■ **Exercise tasks**
- a) In the Béni Ounif excerpt, how many date palms are planted in the commune?
- b) Reproduce the Béni Ounif excerpt word for word from "Agriculture is the" to "and 444 cattle.".

■ **Excerpt**
* * * * *

Climate data for Béni Ounif
| Month | Jan | Feb | Mar | Apr | May | Jun | Jul | Aug | Sep | Oct | Nov | Dec | Year |
| Mean daily maximum °C (°F) | 15.1 (59.2) | 18.5 (65.3) | 20.8 (69.4) | 26.1 (79.0) | 30.7 (87.3) | 35.7 (96.3) | 39.7 (103.5) | 38.2 (100.8) | 32.9 (91.2) | 25.5 (77.9) | 21 (70) | 15.7 (60.3) | 26.7 (80.0) |
| Daily mean °C (°F) | 9.1 (48.4) | 11.4 (52.5) | 14 (57) | 18.5 (65.3) | 23.5 (74.3) | 28.2 (82.8) | 31.8 (89.2) | 30.9 (87.6) | 25.6 (78.1) | 19.5 (67.1) | 14.4 (57.9) | 9.4 (48.9) | 19.7 (67.4) |
| Mean daily minimum °C (°F) | 3.1 (37.6) | 4.3 (39.7) | 7.3 (45.1) | 11.0 (51.8) | 16.4 (61.5) | 20.7 (69.3) | 24.0 (75.2) | 23.6 (74.5) | 18.3 (64.9) | 13.6 (56.5) | 7.8 (46.0) | 3.2 (37.8) | 12.8 (55.0) |
| Average precipitation mm (inches) | 12 (0.5) | 9 (0.4) | 17 (0.7) | 12 (0.5) | 7 (0.3) | 4 (0.2) | 1 (0.0) | 6 (0.2) | 12 (0.5) | 20 (0.8) | 16 (0.6) | 15 (0.6) | 131 (5.3) |
Source: climate-data.org

==Economy==

Agriculture is the main industry in Béni Ounif. The commune has a total of 2030 ha of arable land, of which 820 ha is irrigated. There are a total of 71,800 date palms planted in the commune. As of 2009 there were 23,210 sheep, 16,664 goats, 1,766 camels, and 444 cattle.

Tourism is a part of Béni Ounif's economy; there is one hotel in the town. Tourist attractions include palm groves, the old ksar and an ancient fort.

* * * * *

■ **Records supplied**
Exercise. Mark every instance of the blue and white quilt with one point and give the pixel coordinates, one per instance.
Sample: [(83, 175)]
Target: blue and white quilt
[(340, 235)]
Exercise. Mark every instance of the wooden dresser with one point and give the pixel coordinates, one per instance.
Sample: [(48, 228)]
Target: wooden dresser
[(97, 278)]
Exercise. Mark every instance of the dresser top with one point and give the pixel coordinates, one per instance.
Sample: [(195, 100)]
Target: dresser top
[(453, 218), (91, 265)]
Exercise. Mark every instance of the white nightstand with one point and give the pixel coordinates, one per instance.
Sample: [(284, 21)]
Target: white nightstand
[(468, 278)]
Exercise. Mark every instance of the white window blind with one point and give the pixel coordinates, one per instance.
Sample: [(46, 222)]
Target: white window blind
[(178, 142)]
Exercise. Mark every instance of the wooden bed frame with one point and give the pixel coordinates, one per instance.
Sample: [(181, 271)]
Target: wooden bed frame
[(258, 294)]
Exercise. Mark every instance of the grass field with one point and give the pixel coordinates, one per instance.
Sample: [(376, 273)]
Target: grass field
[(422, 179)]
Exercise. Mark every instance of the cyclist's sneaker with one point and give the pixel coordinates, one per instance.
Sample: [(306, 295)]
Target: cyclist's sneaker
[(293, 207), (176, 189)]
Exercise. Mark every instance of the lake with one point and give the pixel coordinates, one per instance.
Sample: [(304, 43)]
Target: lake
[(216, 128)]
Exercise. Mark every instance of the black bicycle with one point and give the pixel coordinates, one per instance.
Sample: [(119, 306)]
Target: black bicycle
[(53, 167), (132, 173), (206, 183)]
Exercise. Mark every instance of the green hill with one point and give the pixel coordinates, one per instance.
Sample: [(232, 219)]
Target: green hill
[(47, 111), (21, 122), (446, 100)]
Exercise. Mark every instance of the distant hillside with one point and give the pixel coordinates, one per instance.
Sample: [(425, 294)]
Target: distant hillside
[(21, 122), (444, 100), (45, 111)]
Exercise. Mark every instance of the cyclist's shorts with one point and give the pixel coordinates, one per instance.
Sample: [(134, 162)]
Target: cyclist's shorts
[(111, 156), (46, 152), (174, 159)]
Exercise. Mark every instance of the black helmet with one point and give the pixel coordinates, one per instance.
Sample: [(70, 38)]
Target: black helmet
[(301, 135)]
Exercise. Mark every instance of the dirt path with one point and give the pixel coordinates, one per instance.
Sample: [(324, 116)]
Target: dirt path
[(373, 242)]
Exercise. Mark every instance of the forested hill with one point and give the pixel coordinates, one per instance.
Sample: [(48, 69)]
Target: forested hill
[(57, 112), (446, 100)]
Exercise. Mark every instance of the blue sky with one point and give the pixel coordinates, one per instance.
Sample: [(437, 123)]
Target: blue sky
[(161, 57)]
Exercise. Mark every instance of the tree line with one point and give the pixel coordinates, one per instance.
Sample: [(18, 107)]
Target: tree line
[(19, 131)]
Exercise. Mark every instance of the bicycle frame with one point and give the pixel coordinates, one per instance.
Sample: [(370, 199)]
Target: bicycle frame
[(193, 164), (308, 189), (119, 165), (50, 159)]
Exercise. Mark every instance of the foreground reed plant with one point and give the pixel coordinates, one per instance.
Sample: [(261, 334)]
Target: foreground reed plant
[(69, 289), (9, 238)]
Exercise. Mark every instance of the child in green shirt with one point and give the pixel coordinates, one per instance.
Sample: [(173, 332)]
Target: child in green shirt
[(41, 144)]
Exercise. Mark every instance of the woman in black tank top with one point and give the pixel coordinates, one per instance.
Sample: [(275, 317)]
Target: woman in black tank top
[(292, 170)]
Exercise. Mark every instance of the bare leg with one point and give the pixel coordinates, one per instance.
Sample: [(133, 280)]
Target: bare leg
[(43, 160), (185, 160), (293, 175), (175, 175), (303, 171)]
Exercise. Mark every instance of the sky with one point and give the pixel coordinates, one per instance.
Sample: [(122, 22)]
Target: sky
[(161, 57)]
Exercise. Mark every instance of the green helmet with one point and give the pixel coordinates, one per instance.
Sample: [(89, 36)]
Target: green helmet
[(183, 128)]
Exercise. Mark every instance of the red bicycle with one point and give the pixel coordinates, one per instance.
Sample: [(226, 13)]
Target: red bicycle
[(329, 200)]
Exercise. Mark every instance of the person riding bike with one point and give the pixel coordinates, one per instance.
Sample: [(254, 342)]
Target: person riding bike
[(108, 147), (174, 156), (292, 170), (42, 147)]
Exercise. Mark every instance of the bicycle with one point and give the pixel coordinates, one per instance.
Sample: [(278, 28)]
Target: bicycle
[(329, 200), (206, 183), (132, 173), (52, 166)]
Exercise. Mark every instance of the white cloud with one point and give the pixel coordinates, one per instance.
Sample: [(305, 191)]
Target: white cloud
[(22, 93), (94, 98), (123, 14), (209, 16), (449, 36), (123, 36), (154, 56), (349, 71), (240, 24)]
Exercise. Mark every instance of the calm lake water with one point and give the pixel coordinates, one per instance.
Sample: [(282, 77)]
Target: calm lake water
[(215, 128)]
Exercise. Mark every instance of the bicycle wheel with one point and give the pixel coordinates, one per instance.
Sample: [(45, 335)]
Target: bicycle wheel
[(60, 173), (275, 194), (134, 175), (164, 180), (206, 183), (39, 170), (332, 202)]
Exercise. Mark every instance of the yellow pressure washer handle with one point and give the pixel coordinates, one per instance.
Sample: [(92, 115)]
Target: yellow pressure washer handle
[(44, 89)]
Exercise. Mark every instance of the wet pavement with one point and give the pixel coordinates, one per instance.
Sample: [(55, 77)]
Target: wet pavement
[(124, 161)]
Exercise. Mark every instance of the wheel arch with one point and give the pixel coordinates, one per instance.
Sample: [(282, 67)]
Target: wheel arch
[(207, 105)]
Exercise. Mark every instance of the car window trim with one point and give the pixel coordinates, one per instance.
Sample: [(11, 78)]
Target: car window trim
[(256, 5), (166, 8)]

* * * * *

■ **Response list**
- a) 71,800

- b)
Agriculture is the main industry in Béni Ounif. The commune has a total of 2030 ha of arable land, of which 820 ha is irrigated. There are a total of 71,800 date palms planted in the commune. As of 2009 there were 23,210 sheep, 16,664 goats, 1,766 camels, and 444 cattle.